Document extract =

—————

Now that the dust is starting to settle on earnings season, it’s time to reexamine Block (NYSE:SQ). A significant amount of volatility has marked SQ stock, especially after its name change from Square, a move that reflects its growing interest in the blockchain space.
It launched its first product in 2009: Square, an application that allows users to take credit card payments with a tablet or phone. Since then, Block has expanded into many different areas. Its success can be attributed to its innovative payment solutions for both businesses and consumers, plus its focus on community and customer service.
Despite its substantial success, there are still some that look at the company with concern. For one thing, blockchain is still a new and volatile space. Investors are also concerned about geopolitical tensions and interest rate hikes, so they’re retreating to safer stocks.
However, based on three factors ranging from the balance sheet to its executive board, Block offers great upside at the moment. It comfortably surpassed analyst estimates in the fourth quarter and its shares soared. After a few weeks, SQ stock has cooled, so it’s time to add to your position.
Jack Dorsey and His Crypto Ambitions
Blockchain is revolutionizing the financial sector. Companies and organizations use it to create decentralized networks that are transparent, scalable and efficient.
It can change how we think about financial transactions in a world where trust is at its lowest. Developers can also use blockchain to make other industries more efficient and secure. The future of blockchain is still uncertain, but it’s becoming increasingly popular for businesses to use it for their operations.
Jack Dorsey is a long-time blockchain enthusiast who has been named one of the most influential people in the industry. He stepped down from his role as CEO of Twitter (NYSE:TWTR) to work more closely on the concept.
Dorsey’s work has led to some of the most innovative and influential products that we use today. Much like Elon Musk of Tesla (NASDAQ:TSLA), he is iconic and investors pay attention to his moves. The fact he has put his weight behind Block means something to Wall Street.
Block’s All-in-One Financial Ecosystem
The rise of digital financial apps has brought about a new era in financial technology (fintech). Block addresses these needs with divisions including Square, Cash App, music-streaming service Tidal and TBD, which will focus on cryptocurrency.
Aforementioned Square is used by small businesses to manage finances, payroll and marketing. Its transaction tools can also help speed up business processes.

—————

Data records =
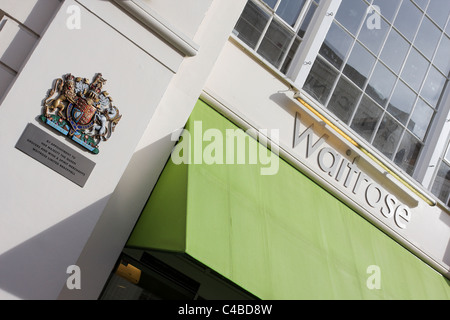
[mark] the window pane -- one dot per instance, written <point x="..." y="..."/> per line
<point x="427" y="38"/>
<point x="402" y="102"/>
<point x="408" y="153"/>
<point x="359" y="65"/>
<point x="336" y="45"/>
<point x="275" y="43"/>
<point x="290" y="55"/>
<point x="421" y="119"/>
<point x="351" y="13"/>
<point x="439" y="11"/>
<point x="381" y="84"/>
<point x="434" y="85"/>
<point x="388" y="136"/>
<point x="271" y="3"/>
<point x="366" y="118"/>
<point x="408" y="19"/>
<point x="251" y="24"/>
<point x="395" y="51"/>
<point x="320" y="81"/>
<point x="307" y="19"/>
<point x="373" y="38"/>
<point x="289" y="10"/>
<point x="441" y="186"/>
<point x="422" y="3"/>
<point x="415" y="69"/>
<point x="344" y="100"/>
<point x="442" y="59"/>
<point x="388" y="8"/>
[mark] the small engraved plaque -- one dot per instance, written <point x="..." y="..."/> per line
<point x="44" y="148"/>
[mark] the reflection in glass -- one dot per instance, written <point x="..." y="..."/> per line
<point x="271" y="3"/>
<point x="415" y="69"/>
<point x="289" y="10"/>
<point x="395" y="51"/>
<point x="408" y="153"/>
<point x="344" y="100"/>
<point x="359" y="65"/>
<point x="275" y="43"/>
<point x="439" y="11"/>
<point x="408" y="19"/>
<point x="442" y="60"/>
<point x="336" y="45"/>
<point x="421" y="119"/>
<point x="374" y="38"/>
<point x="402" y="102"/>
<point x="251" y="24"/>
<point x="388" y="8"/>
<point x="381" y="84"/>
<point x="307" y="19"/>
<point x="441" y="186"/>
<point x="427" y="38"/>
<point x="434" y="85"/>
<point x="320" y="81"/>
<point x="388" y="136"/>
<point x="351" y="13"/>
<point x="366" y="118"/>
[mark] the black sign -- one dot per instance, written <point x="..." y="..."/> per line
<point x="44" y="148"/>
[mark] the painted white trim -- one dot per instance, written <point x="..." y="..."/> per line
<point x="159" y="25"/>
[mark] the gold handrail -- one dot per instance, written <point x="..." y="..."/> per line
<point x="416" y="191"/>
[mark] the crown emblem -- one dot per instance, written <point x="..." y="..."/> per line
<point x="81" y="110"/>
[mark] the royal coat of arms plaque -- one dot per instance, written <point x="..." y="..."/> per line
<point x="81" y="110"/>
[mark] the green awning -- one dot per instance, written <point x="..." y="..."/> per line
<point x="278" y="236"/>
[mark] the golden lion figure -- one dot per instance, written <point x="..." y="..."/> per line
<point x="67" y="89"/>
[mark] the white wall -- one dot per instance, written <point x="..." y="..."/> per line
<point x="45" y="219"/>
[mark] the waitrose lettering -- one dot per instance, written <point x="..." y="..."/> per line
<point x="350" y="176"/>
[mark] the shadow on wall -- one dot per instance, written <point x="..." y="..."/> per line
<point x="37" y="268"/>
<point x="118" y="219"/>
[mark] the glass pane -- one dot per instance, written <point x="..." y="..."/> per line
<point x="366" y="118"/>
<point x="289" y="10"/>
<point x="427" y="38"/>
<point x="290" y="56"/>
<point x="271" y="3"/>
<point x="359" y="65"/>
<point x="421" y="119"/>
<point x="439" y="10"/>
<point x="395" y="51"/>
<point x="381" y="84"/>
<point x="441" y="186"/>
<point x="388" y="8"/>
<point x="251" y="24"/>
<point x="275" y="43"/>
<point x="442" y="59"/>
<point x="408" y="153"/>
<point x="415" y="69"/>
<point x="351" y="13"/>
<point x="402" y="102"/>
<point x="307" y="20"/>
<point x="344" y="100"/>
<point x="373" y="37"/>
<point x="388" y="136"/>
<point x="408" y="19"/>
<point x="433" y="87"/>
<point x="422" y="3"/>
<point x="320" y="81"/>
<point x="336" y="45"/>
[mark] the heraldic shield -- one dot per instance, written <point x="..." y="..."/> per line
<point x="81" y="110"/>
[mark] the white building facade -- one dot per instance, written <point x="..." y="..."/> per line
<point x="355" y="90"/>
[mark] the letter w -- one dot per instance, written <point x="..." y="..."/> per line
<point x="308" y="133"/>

—————

The task = Write out the passage from the Block stock article above word for word, starting with "It can change" and going on through "to Wall Street.".

Response to the exercise =
It can change how we think about financial transactions in a world where trust is at its lowest. Developers can also use blockchain to make other industries more efficient and secure. The future of blockchain is still uncertain, but it’s becoming increasingly popular for businesses to use it for their operations.
Jack Dorsey is a long-time blockchain enthusiast who has been named one of the most influential people in the industry. He stepped down from his role as CEO of Twitter (NYSE:TWTR) to work more closely on the concept.
Dorsey’s work has led to some of the most innovative and influential products that we use today. Much like Elon Musk of Tesla (NASDAQ:TSLA), he is iconic and investors pay attention to his moves. The fact he has put his weight behind Block means something to Wall Street.